-- Start INFORMATION SHOWN --
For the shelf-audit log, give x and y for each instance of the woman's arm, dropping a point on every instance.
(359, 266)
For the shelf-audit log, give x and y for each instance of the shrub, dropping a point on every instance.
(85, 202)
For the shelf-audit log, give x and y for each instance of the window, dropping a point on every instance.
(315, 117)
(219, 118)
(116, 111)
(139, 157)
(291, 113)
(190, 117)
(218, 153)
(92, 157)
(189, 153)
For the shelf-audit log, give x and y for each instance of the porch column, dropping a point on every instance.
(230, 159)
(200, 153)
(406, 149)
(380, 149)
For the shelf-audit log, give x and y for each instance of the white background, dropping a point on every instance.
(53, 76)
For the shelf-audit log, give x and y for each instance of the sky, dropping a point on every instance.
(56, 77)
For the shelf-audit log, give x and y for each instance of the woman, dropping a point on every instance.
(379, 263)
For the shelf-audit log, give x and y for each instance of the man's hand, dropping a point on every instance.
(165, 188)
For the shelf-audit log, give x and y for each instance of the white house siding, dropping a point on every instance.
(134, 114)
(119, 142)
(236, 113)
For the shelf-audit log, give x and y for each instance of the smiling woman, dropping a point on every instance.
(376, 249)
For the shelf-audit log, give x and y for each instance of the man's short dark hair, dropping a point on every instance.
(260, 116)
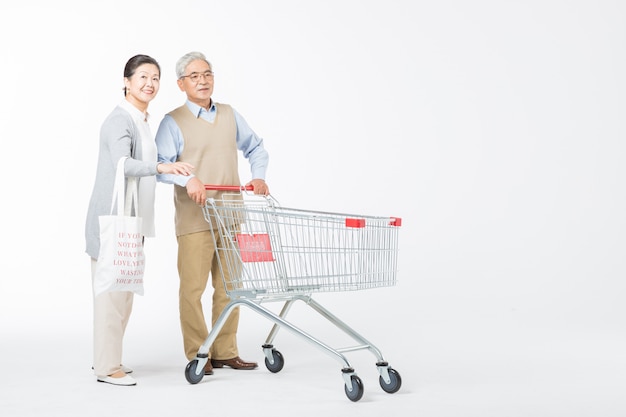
-- End INFORMATION SHOWN --
GIVEN INSTRUCTION: Scale the rows above: write out every line again, requests included, with each x and y coordinate in the answers multiplied by 0.85 and rounded to a whole number, halves rounding up. Leave the picture out of your reply.

FINISHED TASK:
For the shelf-audit log, give x and y for each instance of the woman's arm, dropping a point on every instance.
(305, 226)
For the shelf-audit log, give x and y for each instance of the shrub, dropping a point on every instance.
(72, 172)
For the shelf-audit log, give x and y for each instance of the window, dropping a point on every instance.
(268, 99)
(186, 100)
(99, 94)
(118, 133)
(247, 96)
(162, 99)
(185, 130)
(78, 133)
(161, 130)
For the shelf-audit log, give x and y for each instance of the porch column, dropping a point on every instance.
(196, 135)
(170, 130)
(345, 127)
(323, 127)
For the shelf-audit log, give x and y for each instance of the white background, dropping a point on every instance.
(45, 65)
For the shelf-audit log, give x and y for each instance of the sky, dropping a point on every instance.
(48, 65)
For the shelf-audit log, give x and y for each instance of the woman, dropping a point on every instance.
(322, 224)
For the shelf-audit log, give x and y for each instance of the man's hand, dropping a point on every instance.
(140, 160)
For the shelf-audit log, give x and y for each instance of the white house siding, dropping a point on every instance.
(114, 97)
(101, 121)
(201, 96)
For the shelf-audit log, give x and y for each instance of the smiling woman, dropping a point on every instance.
(320, 212)
For the shelf-audit log, give x and y for each instance of the man's short dark hair, dropping a point on every instance.
(221, 99)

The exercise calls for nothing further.